§ List of tasks
**a.** According to the Phaeton headlight thread, where on the instrument panel is the voltmeter located?
**b.** From the Phaeton headlight thread, pull out the stretch from "Anyway, how do" through "more 'white' than blue.", word for word.

§ Document extract
****************************************

# Phaeton Xenon Headlight problem?



## mikes phaeton1 (Jan 3, 2010)

I just recently bought a used 04 Phaeton. May sound like a simple question, however I cannot get the headlights to work. The daytime running lights come on (I assume that these are the xenons, outer lights), however I cannot get the lights to turn on bright enough to see at night? I have moved the headlight switch in all three settings to no avail? Both xenon lights (both sides) come on, however they are not bright enough to see 20 feet in front of the car? Are there two settings to the xenon lights, daytime running and regular night time running? Could this be a fuse or some selector or setting? I have read through all of the manuals and cannot figure this out. Any help would be appreciated.
Thanks Mike


----------



## PanEuropean (Nov 3, 2001)

*Re: Phaeton Xenon Headlight problem? (mikes phaeton1)*

Hello Mike:
Welcome to the forum.
First question: If you park the car facing a wall (for example, your garage door), do the headlights appear to be as bright as a normal set of car headlights?
If so, then perhaps your problem is that the lights are not correctly aligned.
To the best of my knowledge, the xenon lamps in the Phaeton headlights either work or they don't work - there is no halfway, although the bulbs will loose a _little bit_ (a few percentage points) of brightness as they age. The brilliance as daytime running lights is identical to the brilliance when the switch is turned on (for night driving).
Phaeton headlight alignment is rather complex, there are two factors involved, one is the self-levelling mechanism, the other is manual adjustment.
Has anyone made any modifications to the suspension system of your car, or by any chance do you have unusual aftermarket wheels installed?
Michael


----------



## mikes phaeton1 (Jan 3, 2010)

*Re: Phaeton Xenon Headlight problem? (PanEuropean)*

Michael,
Thanks for the post.
From what I can tell, the lights do not look that bright. They are more blue in color than white. When I open the door, the word "side marker light is on" comes on in the message center, not sure if that has anything to do with it?
Anyway, how do you self or auto level the lights?
Thanks Mike


----------



## PanEuropean (Nov 3, 2001)

*Re: Phaeton Xenon Headlight problem? (mikes phaeton1)*

Hello Mike:
The colour of the lights will appear different than a normal halogen (filament-type) bulb, but it should appear more 'white' than blue.
I am wondering if you have a low voltage condition present on your car (I troubleshoot by ruling things out first, not by chasing the problem). Next time you are in the car, have a look at the voltmeter in the lower right corner of the instrument panel, and see if the needle is at or above 14.

****************************************

(Excerpts of bounding box data)
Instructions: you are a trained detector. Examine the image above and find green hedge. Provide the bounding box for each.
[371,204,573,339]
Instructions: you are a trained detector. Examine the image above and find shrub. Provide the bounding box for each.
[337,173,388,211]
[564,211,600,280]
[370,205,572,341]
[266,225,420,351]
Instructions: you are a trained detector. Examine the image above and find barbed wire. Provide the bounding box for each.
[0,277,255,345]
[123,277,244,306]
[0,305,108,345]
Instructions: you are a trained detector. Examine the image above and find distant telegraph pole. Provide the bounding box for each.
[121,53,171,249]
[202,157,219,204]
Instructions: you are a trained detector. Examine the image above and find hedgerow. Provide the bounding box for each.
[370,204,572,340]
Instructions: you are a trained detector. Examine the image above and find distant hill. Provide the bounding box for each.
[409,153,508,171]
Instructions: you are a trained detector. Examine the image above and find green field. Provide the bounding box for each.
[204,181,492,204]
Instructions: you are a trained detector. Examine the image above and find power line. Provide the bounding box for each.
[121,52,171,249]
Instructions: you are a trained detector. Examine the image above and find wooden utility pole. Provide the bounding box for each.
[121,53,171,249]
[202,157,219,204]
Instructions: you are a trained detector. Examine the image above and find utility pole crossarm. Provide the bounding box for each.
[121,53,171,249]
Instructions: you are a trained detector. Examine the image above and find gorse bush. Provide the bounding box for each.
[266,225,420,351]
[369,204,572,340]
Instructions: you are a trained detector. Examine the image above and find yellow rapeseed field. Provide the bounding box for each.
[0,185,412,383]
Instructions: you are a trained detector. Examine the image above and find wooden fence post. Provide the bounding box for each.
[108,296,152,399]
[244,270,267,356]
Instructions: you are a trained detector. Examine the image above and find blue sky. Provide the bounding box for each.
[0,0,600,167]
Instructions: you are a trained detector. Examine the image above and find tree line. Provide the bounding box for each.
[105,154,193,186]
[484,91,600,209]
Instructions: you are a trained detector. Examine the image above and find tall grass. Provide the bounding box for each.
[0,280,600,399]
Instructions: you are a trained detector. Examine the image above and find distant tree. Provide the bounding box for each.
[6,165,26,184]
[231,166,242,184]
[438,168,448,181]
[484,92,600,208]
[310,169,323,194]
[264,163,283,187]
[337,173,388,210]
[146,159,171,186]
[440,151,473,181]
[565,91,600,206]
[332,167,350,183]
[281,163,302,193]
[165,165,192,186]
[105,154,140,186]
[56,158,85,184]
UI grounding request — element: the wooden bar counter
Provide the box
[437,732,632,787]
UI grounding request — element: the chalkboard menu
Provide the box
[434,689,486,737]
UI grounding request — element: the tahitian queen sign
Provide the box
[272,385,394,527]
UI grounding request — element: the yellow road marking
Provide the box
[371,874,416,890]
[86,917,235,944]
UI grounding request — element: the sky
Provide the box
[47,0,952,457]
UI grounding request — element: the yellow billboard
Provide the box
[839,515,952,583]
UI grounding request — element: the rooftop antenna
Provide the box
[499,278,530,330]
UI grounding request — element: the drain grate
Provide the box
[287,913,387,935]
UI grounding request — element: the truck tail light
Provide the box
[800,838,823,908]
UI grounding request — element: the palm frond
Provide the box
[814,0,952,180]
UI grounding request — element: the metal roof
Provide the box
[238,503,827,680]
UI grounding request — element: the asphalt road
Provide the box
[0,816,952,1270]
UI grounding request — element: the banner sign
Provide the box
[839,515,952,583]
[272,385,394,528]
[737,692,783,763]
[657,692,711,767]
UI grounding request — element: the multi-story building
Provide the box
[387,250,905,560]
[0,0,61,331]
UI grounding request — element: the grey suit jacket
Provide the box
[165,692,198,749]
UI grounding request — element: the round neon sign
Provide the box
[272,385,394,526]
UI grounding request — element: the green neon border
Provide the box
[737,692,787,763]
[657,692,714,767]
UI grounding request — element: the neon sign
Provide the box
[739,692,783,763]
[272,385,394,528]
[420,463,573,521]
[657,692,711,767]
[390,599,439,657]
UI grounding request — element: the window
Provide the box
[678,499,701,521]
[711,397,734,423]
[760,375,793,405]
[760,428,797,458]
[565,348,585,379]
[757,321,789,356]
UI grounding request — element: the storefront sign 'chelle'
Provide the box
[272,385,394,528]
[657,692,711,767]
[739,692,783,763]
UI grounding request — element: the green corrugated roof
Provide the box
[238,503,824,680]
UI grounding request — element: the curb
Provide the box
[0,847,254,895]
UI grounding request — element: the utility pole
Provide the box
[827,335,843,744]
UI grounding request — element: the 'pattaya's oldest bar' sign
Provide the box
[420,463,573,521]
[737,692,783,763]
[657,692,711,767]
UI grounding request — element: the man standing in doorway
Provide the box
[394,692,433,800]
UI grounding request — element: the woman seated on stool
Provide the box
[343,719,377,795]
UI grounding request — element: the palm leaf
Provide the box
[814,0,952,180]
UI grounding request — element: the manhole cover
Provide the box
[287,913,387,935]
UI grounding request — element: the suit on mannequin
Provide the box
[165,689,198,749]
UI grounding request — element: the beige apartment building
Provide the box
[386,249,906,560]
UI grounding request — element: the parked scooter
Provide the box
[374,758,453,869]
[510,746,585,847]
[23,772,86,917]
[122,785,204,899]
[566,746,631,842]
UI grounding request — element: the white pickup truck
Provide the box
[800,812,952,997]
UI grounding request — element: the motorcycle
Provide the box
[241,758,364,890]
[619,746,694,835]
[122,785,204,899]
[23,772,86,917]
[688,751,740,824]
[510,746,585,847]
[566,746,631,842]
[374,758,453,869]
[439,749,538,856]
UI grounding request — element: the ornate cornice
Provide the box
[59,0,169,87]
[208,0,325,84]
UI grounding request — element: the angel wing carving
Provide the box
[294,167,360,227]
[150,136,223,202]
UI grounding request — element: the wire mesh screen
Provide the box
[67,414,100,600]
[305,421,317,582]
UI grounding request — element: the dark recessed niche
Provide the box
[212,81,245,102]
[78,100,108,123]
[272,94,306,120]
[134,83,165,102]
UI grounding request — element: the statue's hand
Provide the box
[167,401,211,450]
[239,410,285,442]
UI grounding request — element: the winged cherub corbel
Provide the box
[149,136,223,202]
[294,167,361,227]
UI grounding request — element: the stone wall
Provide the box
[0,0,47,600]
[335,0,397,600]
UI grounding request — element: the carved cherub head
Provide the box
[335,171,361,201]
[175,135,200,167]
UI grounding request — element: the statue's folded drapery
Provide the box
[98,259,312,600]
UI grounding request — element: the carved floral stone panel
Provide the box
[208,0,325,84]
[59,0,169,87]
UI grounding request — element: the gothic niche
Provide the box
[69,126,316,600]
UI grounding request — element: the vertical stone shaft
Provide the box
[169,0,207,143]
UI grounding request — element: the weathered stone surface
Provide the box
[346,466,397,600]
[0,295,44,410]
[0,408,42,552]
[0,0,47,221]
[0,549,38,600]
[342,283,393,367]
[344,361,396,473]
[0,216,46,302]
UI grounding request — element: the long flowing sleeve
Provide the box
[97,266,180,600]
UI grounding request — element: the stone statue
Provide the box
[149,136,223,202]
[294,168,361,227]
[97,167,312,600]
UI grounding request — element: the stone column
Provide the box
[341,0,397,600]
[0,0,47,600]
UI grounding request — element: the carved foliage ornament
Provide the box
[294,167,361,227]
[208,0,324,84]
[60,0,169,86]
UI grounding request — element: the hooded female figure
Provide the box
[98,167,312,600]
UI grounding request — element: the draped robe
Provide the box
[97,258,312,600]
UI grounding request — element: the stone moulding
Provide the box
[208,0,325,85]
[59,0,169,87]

****************************************

§ Task solutions
**a.** In the lower right corner of the instrument panel.

**b.**
Anyway, how do you self or auto level the lights?
Thanks Mike


----------



## PanEuropean (Nov 3, 2001)

*Re: Phaeton Xenon Headlight problem? (mikes phaeton1)*

Hello Mike:
The colour of the lights will appear different than a normal halogen (filament-type) bulb, but it should appear more 'white' than blue.